本文の一部:
はろはろ〜!みなさんこんにちは〜!「パラドール紀行」の“よっぴ”です。
今回紹介するのは2000年2月にオープンした、エクストレマドゥーラ地方を南北につらぬく縦断ルート「銀の道」にあり、見事なカテドラルと中世の街並を残している街プラセンシアのパラドールです。
 銀の道 (Ruta de la Plata)とはローマ時代にその起源をおき、紀元前より商人や鉱夫、牛追い、そして軍人たちが歩いたヒホンからセビーヤにいたる道を指します。
今日は国道N-630に沿って延びているこの道は、美しい景観と沿道の魅力ある町々を堪能しながら歴史の流れに身をゆだねて歩く旅の道です。
かつて、「銀の道」は、古代ローマ人がスペイン北部のカンタブリア山脈で産出する「金」や「銀」を運び、歴史を刻んできた道であり、カルタゴ人、ローマ人、アラビア人等がスペインを南北に移動する縦断ルートとして、カンタブリアの山々から陸路をレオンの街へ、さらにサラマンカ、カセレス、メリダ、セビージャを経て、セビージャから船でグアダルキビル川を下り、海路大西洋からジブラルタル海峡を経て、地中海からローマへと至るコースでした。

やること:
上のプラセンシアのパラドールの紹介文から、「今回紹介するのは2000年2」から「ローマへと至るコースでした。」までを、両端の言葉も含めてそのまま抜き出してください。

資料:
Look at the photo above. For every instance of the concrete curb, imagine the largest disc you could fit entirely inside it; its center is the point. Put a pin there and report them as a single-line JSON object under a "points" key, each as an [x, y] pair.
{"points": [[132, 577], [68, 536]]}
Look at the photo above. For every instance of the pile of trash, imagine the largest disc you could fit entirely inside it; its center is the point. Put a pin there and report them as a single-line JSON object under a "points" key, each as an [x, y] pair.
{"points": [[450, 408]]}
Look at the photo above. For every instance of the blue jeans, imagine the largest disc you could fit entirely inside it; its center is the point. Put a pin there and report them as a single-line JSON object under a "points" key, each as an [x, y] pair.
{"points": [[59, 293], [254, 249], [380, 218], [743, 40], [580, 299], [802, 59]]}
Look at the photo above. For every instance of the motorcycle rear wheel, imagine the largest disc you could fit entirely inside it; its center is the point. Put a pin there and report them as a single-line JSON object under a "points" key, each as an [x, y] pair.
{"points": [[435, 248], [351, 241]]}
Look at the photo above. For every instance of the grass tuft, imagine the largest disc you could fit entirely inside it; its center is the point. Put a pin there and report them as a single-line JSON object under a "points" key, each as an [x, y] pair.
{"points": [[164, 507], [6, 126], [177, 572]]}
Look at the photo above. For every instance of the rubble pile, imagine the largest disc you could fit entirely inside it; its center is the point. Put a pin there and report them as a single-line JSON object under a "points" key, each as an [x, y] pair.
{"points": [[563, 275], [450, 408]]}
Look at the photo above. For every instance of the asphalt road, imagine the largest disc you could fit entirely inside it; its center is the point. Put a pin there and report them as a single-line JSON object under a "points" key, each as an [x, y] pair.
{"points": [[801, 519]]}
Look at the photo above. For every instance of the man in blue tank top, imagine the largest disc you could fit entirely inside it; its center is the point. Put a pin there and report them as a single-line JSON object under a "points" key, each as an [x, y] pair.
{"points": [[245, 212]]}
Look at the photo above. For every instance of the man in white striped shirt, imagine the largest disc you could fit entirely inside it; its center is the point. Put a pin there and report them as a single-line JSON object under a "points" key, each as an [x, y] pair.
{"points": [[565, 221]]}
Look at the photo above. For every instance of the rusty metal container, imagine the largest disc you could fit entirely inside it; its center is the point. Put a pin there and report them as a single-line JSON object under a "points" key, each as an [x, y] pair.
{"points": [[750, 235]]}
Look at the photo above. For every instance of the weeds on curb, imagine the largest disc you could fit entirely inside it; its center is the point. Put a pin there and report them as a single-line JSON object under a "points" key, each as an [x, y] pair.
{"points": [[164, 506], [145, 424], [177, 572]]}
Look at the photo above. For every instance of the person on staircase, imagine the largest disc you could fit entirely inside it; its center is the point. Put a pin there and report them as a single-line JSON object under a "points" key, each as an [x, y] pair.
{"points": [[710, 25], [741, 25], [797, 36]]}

問題の答え:
今回紹介するのは2000年2月にオープンした、エクストレマドゥーラ地方を南北につらぬく縦断ルート「銀の道」にあり、見事なカテドラルと中世の街並を残している街プラセンシアのパラドールです。
 銀の道 (Ruta de la Plata)とはローマ時代にその起源をおき、紀元前より商人や鉱夫、牛追い、そして軍人たちが歩いたヒホンからセビーヤにいたる道を指します。
今日は国道N-630に沿って延びているこの道は、美しい景観と沿道の魅力ある町々を堪能しながら歴史の流れに身をゆだねて歩く旅の道です。
かつて、「銀の道」は、古代ローマ人がスペイン北部のカンタブリア山脈で産出する「金」や「銀」を運び、歴史を刻んできた道であり、カルタゴ人、ローマ人、アラビア人等がスペインを南北に移動する縦断ルートとして、カンタブリアの山々から陸路をレオンの街へ、さらにサラマンカ、カセレス、メリダ、セビージャを経て、セビージャから船でグアダルキビル川を下り、海路大西洋からジブラルタル海峡を経て、地中海からローマへと至るコースでした。